*** Opening Source material ***

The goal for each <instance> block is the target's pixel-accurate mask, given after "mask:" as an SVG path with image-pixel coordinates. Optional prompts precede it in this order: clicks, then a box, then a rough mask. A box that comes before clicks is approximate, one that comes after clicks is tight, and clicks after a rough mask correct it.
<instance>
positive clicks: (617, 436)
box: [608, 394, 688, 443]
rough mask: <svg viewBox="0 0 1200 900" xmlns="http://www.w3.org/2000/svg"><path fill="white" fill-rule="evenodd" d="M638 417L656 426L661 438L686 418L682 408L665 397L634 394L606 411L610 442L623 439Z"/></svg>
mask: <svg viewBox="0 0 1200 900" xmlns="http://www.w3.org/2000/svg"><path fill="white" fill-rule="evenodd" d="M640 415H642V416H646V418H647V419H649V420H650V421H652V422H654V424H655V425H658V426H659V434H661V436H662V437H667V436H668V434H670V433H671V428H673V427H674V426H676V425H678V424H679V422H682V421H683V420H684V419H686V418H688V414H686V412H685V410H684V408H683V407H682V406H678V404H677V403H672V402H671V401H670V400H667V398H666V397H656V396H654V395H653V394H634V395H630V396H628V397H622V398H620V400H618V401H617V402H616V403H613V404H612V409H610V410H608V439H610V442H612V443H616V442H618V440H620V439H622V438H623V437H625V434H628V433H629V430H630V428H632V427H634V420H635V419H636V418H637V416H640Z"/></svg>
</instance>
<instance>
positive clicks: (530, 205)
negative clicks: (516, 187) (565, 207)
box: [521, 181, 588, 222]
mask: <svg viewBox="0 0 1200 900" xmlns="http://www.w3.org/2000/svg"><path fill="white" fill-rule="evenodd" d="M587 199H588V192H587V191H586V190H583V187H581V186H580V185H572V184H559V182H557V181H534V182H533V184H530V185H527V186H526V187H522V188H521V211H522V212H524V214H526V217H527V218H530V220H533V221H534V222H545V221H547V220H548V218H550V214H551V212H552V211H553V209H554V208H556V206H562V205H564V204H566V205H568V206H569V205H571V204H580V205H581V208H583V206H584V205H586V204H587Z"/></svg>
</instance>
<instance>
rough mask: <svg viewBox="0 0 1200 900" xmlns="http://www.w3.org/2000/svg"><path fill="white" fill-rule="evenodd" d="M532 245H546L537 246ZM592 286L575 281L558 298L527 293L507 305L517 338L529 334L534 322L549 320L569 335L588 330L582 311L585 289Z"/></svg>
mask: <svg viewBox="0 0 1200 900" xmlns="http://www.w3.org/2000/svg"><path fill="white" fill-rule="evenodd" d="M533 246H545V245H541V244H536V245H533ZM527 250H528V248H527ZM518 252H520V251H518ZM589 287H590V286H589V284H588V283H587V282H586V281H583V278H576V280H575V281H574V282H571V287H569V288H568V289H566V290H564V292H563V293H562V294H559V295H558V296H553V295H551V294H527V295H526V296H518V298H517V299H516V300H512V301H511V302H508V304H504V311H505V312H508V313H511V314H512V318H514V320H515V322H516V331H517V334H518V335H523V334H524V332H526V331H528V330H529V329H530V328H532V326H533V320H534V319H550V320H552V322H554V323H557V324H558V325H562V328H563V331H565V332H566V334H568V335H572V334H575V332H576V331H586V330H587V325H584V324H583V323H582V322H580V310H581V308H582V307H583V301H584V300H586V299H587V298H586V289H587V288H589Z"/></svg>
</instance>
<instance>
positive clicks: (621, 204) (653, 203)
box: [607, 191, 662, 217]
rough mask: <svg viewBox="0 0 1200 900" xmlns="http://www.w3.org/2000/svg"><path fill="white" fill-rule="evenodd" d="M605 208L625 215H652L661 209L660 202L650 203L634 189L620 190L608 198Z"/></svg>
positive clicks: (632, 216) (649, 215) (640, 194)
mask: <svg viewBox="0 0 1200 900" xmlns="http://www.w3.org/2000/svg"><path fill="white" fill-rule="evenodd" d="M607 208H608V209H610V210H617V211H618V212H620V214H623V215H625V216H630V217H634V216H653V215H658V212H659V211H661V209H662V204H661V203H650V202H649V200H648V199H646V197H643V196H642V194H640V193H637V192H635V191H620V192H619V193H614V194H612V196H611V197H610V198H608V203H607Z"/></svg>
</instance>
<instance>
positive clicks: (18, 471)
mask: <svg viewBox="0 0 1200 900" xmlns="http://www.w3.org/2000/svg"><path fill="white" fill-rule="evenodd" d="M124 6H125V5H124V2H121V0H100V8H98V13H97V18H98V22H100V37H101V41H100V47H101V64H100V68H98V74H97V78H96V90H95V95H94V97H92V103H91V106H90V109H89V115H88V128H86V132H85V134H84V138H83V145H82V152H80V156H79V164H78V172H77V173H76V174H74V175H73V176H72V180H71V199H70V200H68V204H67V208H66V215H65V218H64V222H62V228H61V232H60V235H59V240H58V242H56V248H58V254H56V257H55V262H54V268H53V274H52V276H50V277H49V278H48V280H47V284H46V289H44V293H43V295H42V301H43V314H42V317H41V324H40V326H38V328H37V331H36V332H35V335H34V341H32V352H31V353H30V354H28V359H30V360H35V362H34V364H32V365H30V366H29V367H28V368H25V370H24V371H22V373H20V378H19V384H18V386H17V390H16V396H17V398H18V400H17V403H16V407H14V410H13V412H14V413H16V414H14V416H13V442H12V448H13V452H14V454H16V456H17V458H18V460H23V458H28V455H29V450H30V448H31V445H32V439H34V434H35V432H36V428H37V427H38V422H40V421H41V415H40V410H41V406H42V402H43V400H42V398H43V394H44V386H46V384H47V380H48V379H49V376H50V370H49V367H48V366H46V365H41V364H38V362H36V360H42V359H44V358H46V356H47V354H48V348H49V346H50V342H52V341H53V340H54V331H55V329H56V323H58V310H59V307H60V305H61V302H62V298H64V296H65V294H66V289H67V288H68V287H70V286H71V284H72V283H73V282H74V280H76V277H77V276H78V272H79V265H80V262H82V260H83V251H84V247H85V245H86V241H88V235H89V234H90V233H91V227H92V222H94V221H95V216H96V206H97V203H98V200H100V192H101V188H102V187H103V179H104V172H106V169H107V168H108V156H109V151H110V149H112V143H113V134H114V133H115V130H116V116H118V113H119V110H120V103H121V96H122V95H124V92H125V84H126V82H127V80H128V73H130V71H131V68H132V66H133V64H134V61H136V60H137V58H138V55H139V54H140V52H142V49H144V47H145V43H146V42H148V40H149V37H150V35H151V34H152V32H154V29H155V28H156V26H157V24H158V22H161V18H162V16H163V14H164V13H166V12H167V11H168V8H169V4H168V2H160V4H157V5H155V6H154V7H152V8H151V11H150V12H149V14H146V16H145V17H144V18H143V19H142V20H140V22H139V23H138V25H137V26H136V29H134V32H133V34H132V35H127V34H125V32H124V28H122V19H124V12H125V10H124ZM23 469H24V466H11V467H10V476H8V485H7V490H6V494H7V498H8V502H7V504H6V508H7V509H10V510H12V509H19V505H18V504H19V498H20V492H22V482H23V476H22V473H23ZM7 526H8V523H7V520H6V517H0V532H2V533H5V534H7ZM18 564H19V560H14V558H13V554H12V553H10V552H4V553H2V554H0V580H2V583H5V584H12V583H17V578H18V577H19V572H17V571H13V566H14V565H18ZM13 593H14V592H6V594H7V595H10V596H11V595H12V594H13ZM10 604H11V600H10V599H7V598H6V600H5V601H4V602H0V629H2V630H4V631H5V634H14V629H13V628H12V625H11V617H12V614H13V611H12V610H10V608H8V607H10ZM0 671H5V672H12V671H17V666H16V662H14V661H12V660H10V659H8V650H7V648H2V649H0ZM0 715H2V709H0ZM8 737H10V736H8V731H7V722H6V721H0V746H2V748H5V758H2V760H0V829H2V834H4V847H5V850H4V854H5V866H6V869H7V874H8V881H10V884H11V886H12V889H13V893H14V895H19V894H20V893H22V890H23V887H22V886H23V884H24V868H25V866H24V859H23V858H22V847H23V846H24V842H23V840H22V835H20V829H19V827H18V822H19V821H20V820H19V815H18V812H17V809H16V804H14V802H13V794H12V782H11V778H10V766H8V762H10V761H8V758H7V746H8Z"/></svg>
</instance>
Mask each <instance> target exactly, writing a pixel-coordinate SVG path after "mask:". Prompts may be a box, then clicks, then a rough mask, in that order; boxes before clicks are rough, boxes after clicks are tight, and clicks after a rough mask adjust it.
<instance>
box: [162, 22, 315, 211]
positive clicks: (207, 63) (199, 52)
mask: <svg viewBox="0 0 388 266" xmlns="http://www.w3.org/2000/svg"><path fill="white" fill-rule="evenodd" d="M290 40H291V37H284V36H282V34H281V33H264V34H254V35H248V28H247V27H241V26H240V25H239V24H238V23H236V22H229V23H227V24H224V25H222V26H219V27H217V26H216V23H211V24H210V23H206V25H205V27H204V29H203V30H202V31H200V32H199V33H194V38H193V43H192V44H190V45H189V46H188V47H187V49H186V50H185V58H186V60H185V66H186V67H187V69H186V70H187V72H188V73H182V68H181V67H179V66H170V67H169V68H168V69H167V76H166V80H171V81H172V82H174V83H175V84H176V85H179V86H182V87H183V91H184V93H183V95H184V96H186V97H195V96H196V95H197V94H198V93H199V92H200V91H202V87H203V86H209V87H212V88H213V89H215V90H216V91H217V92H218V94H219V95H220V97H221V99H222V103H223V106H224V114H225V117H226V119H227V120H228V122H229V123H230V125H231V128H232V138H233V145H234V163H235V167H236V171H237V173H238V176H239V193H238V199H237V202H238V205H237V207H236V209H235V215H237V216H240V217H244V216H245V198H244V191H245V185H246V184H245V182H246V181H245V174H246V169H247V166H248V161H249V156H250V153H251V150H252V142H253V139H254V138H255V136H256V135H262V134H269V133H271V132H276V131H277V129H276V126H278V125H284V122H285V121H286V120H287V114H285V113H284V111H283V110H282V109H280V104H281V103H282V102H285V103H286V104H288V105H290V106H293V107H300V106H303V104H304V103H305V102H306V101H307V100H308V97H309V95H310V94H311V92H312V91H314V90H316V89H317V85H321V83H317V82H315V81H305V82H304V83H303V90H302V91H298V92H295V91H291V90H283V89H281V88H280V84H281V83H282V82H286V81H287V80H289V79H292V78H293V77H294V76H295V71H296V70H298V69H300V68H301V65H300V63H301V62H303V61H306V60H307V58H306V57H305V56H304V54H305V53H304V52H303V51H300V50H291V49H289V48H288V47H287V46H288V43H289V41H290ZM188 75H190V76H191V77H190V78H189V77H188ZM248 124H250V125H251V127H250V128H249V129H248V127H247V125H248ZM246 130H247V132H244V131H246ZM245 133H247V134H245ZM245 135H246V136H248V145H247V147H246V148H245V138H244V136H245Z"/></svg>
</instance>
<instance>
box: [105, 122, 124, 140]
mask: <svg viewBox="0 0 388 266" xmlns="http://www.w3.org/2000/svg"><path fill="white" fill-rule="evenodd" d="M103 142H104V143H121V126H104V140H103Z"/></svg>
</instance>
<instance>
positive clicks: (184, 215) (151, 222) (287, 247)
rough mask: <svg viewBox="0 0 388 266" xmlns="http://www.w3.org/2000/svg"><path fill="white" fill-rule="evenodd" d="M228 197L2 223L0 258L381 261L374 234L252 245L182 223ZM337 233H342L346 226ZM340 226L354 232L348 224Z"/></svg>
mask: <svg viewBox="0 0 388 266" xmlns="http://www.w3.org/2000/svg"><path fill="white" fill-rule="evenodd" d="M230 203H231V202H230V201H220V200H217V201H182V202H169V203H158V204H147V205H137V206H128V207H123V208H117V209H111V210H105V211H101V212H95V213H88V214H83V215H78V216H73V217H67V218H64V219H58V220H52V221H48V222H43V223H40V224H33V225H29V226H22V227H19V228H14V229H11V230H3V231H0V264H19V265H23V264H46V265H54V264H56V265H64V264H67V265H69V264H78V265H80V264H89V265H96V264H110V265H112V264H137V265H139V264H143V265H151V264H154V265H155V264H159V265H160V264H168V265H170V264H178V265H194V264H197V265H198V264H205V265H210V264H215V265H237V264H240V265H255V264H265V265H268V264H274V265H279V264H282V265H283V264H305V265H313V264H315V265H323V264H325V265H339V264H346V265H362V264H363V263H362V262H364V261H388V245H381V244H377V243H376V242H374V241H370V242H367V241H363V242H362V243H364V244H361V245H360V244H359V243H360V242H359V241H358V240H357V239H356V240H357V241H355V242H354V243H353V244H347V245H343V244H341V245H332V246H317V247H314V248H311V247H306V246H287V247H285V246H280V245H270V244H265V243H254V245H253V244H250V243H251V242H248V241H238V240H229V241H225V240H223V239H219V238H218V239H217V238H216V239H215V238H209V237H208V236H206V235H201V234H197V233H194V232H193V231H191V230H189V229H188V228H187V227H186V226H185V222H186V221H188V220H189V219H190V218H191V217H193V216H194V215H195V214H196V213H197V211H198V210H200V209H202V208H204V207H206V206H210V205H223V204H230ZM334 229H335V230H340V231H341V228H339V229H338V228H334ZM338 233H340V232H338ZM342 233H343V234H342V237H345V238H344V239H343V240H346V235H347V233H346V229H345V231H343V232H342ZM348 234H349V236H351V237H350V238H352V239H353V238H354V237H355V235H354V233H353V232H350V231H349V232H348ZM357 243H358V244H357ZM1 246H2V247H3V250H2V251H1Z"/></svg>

*** Closing Source material ***

■ **Exercise prompt**: Every line from the first through the one containing "box: [608, 394, 688, 443]" in the listing above must be given again exactly, with nothing else alongside.

■ **Problem solution**:
The goal for each <instance> block is the target's pixel-accurate mask, given after "mask:" as an SVG path with image-pixel coordinates. Optional prompts precede it in this order: clicks, then a box, then a rough mask. A box that comes before clicks is approximate, one that comes after clicks is tight, and clicks after a rough mask correct it.
<instance>
positive clicks: (617, 436)
box: [608, 394, 688, 443]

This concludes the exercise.